━━━ Records to process ━━━
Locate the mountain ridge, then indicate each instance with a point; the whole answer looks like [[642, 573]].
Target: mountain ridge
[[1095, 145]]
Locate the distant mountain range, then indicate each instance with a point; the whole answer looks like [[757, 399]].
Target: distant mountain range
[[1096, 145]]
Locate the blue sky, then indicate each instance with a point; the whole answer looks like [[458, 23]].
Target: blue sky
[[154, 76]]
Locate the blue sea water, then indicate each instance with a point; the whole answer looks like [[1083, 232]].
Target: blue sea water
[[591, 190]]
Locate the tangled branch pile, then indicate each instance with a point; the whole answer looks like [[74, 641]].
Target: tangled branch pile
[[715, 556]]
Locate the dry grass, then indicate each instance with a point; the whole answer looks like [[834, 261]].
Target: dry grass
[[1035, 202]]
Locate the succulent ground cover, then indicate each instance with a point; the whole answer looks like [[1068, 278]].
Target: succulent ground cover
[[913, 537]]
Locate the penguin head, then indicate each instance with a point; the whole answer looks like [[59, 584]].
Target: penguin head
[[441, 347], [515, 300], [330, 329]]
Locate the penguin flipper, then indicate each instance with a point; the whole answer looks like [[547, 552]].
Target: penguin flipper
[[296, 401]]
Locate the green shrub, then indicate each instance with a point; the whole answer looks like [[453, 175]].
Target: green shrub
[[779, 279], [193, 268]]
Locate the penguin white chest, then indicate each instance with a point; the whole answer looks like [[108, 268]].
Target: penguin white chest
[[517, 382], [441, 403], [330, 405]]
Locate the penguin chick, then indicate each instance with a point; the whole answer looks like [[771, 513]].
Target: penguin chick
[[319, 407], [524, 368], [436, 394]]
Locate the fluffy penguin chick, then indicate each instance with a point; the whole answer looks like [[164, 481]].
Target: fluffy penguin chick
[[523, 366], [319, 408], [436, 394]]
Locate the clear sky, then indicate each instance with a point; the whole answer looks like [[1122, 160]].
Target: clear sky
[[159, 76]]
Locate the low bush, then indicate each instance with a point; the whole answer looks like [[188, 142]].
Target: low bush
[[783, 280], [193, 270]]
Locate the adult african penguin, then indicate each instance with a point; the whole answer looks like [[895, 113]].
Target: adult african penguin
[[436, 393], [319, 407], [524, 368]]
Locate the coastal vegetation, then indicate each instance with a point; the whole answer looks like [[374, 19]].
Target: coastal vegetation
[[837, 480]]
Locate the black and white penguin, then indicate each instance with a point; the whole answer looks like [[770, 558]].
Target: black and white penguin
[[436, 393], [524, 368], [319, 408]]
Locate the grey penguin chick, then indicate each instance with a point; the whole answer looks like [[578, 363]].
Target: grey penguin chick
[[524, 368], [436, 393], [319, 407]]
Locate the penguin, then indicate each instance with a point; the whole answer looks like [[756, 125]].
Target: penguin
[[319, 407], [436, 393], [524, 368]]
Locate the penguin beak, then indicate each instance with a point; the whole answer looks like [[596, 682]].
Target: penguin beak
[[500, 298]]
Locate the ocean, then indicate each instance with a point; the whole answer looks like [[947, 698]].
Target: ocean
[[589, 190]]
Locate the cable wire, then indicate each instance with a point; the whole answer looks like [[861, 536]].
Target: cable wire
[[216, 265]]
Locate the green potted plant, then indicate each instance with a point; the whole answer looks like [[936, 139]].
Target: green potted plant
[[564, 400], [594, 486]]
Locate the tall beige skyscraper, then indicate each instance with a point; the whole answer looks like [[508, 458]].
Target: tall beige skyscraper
━━━
━━━ Records to process ━━━
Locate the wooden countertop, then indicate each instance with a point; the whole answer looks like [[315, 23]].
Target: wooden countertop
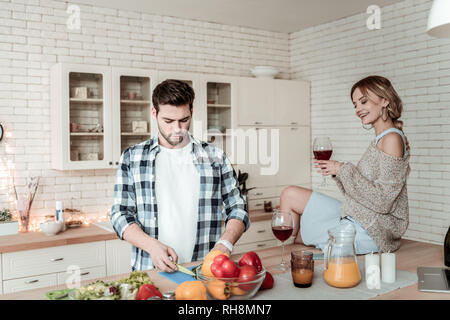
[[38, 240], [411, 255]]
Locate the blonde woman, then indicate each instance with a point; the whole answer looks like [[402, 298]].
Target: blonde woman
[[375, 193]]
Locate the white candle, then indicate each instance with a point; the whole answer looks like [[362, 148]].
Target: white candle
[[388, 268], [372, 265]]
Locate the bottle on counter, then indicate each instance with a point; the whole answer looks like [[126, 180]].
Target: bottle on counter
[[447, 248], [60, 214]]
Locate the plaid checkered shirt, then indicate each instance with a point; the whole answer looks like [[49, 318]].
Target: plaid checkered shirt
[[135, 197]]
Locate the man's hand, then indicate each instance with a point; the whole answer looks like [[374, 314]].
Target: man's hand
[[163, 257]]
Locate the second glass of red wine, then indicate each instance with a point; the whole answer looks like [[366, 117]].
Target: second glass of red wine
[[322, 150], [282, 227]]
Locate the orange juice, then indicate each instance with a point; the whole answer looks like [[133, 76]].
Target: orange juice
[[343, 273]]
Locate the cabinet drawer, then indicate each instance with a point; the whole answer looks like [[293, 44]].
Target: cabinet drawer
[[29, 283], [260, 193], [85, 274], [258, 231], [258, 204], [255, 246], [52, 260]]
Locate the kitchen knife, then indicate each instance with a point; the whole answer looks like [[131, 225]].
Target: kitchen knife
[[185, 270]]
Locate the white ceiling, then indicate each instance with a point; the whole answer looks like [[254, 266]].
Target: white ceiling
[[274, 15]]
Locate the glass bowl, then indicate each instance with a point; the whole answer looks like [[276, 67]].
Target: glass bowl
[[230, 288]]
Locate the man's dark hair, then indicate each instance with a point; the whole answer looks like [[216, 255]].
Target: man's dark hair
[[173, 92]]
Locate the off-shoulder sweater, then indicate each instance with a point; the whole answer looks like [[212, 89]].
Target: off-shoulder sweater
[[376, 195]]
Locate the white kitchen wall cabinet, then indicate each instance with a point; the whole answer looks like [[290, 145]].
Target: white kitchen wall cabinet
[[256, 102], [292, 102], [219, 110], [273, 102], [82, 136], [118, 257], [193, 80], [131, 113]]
━━━
━━━ Records to process ━━━
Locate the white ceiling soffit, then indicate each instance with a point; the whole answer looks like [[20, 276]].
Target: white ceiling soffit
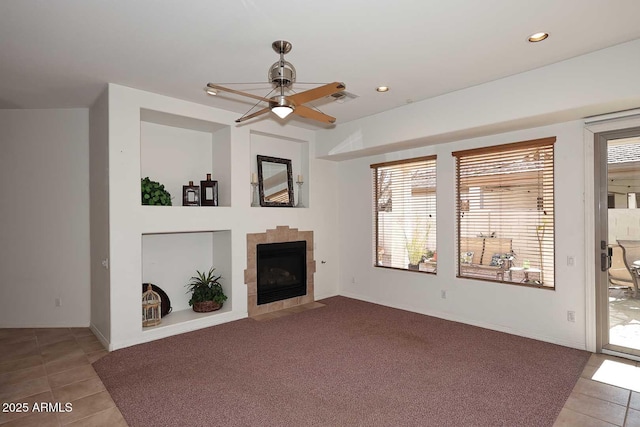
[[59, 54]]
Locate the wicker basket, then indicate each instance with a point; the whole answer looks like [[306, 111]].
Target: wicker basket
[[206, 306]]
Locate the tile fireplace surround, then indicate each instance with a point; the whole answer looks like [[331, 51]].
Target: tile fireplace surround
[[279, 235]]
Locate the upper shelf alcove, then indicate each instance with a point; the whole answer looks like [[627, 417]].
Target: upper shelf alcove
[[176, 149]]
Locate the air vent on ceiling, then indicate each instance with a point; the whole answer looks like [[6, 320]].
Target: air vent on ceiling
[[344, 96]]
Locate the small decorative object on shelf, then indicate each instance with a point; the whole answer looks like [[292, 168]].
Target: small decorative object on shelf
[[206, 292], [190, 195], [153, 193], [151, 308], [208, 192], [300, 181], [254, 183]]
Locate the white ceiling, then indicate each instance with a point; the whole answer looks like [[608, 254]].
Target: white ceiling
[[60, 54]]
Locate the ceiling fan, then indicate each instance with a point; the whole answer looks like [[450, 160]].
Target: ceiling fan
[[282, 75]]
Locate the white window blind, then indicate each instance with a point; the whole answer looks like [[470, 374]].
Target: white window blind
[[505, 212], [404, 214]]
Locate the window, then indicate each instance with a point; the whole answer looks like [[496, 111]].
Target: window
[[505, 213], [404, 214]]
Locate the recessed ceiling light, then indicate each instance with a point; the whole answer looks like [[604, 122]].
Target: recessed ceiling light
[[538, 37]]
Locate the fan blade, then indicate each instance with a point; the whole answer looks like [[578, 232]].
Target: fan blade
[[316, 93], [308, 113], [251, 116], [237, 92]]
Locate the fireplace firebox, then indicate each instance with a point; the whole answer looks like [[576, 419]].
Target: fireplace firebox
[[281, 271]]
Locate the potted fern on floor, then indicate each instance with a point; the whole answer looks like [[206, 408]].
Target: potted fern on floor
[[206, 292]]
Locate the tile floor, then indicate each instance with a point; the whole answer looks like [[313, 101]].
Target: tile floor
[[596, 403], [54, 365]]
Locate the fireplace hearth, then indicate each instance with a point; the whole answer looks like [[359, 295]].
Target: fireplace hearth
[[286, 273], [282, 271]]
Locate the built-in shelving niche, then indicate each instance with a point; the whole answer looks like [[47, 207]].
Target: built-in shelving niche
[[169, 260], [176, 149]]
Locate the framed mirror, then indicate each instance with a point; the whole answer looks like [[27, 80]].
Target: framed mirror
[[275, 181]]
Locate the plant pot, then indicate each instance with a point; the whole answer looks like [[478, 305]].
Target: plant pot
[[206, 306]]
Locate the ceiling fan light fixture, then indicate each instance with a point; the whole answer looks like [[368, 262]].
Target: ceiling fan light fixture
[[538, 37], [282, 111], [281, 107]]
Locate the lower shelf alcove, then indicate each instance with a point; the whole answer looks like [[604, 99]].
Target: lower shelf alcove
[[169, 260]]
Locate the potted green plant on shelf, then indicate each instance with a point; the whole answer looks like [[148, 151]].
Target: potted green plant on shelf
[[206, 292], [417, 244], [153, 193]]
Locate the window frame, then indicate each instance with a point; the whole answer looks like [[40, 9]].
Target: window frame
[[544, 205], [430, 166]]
━━━
- What is required -
From the records above, quote only the lines running from the line with "Locate the mountain" to the line with "Locate the distant", both lines included.

- Response box -
Locate the mountain ridge, then indicate each instance with a point; the whole answer looks like [[642, 573]].
Target: mountain ridge
[[1095, 145]]
Locate the distant mountain range, then indicate each instance with a point; the whole answer looks like [[757, 399]].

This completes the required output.